Records from a collection
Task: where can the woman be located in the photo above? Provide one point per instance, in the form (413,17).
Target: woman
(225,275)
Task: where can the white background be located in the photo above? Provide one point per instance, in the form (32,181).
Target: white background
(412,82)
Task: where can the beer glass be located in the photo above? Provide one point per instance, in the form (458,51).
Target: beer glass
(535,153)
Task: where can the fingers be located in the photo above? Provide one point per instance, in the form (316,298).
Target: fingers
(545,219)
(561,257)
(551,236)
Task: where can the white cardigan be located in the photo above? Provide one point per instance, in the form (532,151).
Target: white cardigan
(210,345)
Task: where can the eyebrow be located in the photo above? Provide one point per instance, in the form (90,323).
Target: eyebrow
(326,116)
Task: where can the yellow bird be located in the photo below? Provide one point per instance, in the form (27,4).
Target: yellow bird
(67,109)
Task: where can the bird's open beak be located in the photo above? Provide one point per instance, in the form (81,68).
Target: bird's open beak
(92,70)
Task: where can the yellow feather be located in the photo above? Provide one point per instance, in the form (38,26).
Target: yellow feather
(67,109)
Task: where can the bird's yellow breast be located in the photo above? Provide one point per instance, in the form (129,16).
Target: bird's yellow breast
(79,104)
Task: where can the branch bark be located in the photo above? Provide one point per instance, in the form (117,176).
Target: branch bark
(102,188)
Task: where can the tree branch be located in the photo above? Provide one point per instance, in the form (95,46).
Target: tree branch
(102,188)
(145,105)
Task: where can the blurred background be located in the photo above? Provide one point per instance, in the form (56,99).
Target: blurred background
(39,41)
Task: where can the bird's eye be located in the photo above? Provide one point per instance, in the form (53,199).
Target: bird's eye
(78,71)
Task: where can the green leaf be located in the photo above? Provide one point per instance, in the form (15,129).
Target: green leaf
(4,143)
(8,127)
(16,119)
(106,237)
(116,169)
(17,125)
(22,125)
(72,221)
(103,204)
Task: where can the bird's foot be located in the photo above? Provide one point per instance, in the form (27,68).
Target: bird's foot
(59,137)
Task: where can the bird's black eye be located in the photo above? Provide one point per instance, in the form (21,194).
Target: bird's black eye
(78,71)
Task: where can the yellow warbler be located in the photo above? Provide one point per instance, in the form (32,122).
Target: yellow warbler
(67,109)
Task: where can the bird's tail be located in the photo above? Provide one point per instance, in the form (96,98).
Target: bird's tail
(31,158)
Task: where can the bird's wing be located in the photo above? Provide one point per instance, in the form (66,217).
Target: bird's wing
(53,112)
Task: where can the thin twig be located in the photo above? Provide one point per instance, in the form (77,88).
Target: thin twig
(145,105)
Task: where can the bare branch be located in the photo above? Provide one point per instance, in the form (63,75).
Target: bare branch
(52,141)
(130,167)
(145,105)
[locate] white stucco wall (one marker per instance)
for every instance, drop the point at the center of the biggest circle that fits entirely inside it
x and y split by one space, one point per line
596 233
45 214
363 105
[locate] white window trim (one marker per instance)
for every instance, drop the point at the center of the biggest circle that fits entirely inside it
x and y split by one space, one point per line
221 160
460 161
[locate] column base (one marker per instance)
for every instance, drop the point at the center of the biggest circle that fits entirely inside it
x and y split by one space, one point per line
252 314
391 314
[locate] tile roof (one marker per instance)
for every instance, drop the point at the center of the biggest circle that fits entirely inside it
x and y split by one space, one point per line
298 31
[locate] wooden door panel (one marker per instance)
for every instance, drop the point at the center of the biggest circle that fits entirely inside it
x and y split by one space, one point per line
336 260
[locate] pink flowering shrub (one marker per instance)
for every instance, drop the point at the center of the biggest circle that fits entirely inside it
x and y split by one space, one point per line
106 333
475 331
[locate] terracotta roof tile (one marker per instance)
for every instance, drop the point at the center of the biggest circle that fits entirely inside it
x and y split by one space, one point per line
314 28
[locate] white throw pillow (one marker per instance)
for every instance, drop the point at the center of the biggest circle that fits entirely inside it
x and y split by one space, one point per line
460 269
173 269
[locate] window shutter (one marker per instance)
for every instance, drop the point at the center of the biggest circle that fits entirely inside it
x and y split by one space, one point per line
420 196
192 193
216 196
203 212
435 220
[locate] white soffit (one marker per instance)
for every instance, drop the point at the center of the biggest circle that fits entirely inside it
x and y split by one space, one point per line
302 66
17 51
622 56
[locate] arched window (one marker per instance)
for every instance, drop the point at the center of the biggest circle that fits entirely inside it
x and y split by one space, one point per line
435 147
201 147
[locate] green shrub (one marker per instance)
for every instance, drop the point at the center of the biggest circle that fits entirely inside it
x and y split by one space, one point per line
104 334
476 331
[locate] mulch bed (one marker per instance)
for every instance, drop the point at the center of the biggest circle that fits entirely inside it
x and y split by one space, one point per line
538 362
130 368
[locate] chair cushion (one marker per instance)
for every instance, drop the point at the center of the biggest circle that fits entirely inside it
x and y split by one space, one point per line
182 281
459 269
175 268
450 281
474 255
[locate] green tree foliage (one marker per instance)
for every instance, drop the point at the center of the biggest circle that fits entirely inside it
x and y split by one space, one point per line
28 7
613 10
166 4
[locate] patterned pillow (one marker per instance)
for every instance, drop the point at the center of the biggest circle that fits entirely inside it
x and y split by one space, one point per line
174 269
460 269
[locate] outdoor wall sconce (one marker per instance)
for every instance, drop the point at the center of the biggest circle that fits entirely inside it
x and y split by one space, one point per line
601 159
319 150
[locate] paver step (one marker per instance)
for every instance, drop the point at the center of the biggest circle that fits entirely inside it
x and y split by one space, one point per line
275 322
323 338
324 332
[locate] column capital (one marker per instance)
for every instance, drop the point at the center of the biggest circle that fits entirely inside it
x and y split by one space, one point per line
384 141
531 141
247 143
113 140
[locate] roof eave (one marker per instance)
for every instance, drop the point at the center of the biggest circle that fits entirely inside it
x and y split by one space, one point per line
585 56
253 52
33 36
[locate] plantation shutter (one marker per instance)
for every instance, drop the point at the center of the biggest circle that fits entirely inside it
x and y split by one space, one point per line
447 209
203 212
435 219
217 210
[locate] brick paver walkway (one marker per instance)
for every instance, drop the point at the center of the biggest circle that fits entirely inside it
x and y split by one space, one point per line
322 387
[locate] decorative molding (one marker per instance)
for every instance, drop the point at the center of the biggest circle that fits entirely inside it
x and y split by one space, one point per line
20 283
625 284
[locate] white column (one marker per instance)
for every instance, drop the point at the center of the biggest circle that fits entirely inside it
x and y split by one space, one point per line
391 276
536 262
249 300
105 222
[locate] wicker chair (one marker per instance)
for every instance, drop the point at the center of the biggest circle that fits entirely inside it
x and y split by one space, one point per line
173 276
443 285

• _Task to complete_:
Could you repeat exactly the lines above from the line with "[locate] chair cushion" up to and including the line with "[locate] decorative molding", and only those?

• _Expected answer_:
[locate] chair cushion (one marker per instance)
for every instance, drop the point at the center of the biggest circle that fits entirely inside it
x and y split by one space, one point per line
182 281
459 269
175 268
450 281
474 255
[locate] green tree foliage (one marker per instance)
for every instance, drop the point at the center of the biggest circle that fits entirely inside it
x and y split by one space, one point per line
28 7
613 10
166 4
[locate] patterned pillow (one marker per instance)
for every instance, drop the point at the center of the biggest circle that fits entirely inside it
x and y split by one space, one point per line
174 269
460 269
[locate] outdoor wall sconce (one marker per instance)
for every instance, drop the point at the center of the biggest circle that fits entirely inside it
x and y split by one space, one point per line
601 159
319 150
[locate] paver step (one marker per instance)
for every instance, drop the point at the center of the biggest circle that fits entirely inside it
x and y split by one space, one point per line
275 322
323 338
324 332
[locate] column capital (one marker per instance)
for every instance, drop the point at the center of the biggest circle that fits entirely inside it
x and y split by one space, one point per line
384 141
531 141
247 143
113 140
[locate] roof eave (one marker per instance)
for every instance, drop the point at the center of the biggest circle that fits entirely inside it
x and y split by one space, one point per line
585 56
253 52
33 36
[locate] plantation shutter (one marker per instance)
for every instance, drop the point at the center of the biggest circle that fits entirely inside it
x and y split by one space, one point per line
447 209
203 212
435 219
217 210
[locate] brick paver walkway (one marker per instance)
for every instance, drop the point at the center of the biggest circle that fits entirely inside it
x and y split by one space, one point per line
322 387
[locate] decorative molding (one marker per instance)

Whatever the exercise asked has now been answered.